## 読解文

^^^^^^^^^^^^^^^^

9頭立てだが、実績馬に新興勢力に遠征馬と、興味深い対戦となった。
ここは北日本新聞杯に続いて地元2冠のかかるアルドラから。北日本新聞杯を勝って以降、勝ち星がないとはいえ、A4特別で僅差の2着は、この時期の3歳馬にしては価値がある。東海ダービー(5着)、ジャパンダートダービーJpnI(8着)など、他地区の一線級と戦ってきた経験は大きい。
まだ底を見せていないのがケイアイプリンス。JRAでは未勝利を5戦したがいずれも2秒以上の差をつけられての大敗で、しかし金沢に転入後は4連勝。前走の3歳A1特別は、やはり中央未勝利から転入してこの世代の上位を争っているナムラプラトーンをゴール前で半馬身とらえての勝利。
生え抜きか、転入馬か。この世代の雌雄を決する一戦といえそうだ。
東海地区からの遠征馬では、牝馬重賞2勝のスズカウインダー。強いレースをするときもあれば、期待されながらの大敗もある。たとえば園田への遠征でも1月の園田クイーンセレクションは快勝だが、5月ののじぎく賞は最下位に大敗と、いまひとつつかみどころのないタイプ。前走クイーンカップは陣営としてはかなり自信を持って臨んだ一戦だったようなので、ここまでその調子を持続しているかどうか。古馬とのA3B1特別やA4の一般戦も勝っているだけに実力では世代トップクラス。ただし今回は牡馬との対戦でもあり、中心としては狙いにくい。
ナムラプラトーンは、2番人気に支持された北日本新聞杯で8着と大敗し、前走の3歳A1特別は直線先頭に立ちながら、ゴール前でケイアイプリンスに交わされた。現状では◎◯の一角を崩せるかどうか。ただ◎◯がともにうしろからというタイプだけに、その2頭が牽制しあうような展開になれば、この馬が早め先頭から粘りこむというパターンも考えられなくもない。
不気味なのがリズムディヴァイン。これも中央未勝利からの転入で、前走はまだ3歳A3だが早め先頭から大差の圧勝。1400メートル戦だったがタイム的にもまずまずで、一発の可能性は捨て切れない。

^^^^^^^^^^^^^^^^

## 課題 1
行データの先頭から「Provide the mask」を含む行まで(その行も含む)を、「hazy sky」を「foggy sky」に差し替えて書き直してください。

^^^^^^^^^^^^^^^^

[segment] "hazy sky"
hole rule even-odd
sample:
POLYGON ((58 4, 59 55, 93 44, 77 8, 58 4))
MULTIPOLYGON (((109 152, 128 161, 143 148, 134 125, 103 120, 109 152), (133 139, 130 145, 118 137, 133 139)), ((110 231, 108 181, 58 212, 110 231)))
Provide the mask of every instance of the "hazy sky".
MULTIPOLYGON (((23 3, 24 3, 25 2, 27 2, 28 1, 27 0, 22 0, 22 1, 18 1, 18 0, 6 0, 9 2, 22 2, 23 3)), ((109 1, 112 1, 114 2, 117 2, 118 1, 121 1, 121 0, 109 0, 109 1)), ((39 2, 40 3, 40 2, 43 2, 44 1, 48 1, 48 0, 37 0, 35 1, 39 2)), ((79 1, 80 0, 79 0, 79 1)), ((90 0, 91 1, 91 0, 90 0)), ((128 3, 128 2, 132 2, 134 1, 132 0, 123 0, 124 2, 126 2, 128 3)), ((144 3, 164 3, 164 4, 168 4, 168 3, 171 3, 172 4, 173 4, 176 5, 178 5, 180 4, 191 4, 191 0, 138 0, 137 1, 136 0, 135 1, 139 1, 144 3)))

^^^^^^^^^^^^^^^^

## 課題 2
3歳馬の重賞予想記事の続きを、最後の文のあとから書き進める。

## 解答 1
[segment] "foggy sky"
hole rule even-odd
sample:
POLYGON ((58 4, 59 55, 93 44, 77 8, 58 4))
MULTIPOLYGON (((109 152, 128 161, 143 148, 134 125, 103 120, 109 152), (133 139, 130 145, 118 137, 133 139)), ((110 231, 108 181, 58 212, 110 231)))
Provide the mask of every instance of the "foggy sky".

## 解答 2
◎アルドラ
◯ケイアイプリンス
▲スズカウインダー
△ナムラプラトーン
△リズムディヴァイン
高知の松木啓助厩舎がこのレース3連覇中で、しかも毎年馬は違うという高知勢が強力。今年は田中守厩舎のコスモワッチミーが遠征してきた。転入6戦目の重賞初挑戦が福永洋一記念の勝利で、その次のレースで惨敗はあったものの、その後4連勝で今度はトレノ賞を制した。オープンクラスの実力比較ではやはり高知のほうが上で、地元福山勢に重賞線戦で活躍中という馬がいない近況では、高知勢の4連覇が濃厚だ。
地元勢では、重賞初挑戦のグラスブラストが最上位だろうか。中央1000万から転入して2連勝のあと、前走は9着惨敗。スタートからずっと追い通しで、先の2戦とは明らかにレースぶりが違っていた。前々走の走りが戻れば、コスモワッチミーを迎え撃つ筆頭格。
安定感ではサマースピード。重賞初挑戦となった福山桜花賞を制し、その後は3戦連続2着。福山では7戦して連対を外していない。前走もきっちり自分の走りをしているだけに、グラスブラストとも互角の勝負。
シルクブレストは、昨年の金杯で勝ったマルハチゲティにコンマ2秒差の3着。近走惨敗が続いたが、前走のA2特別逃げ切り圧勝で調子を取り戻したかどうか。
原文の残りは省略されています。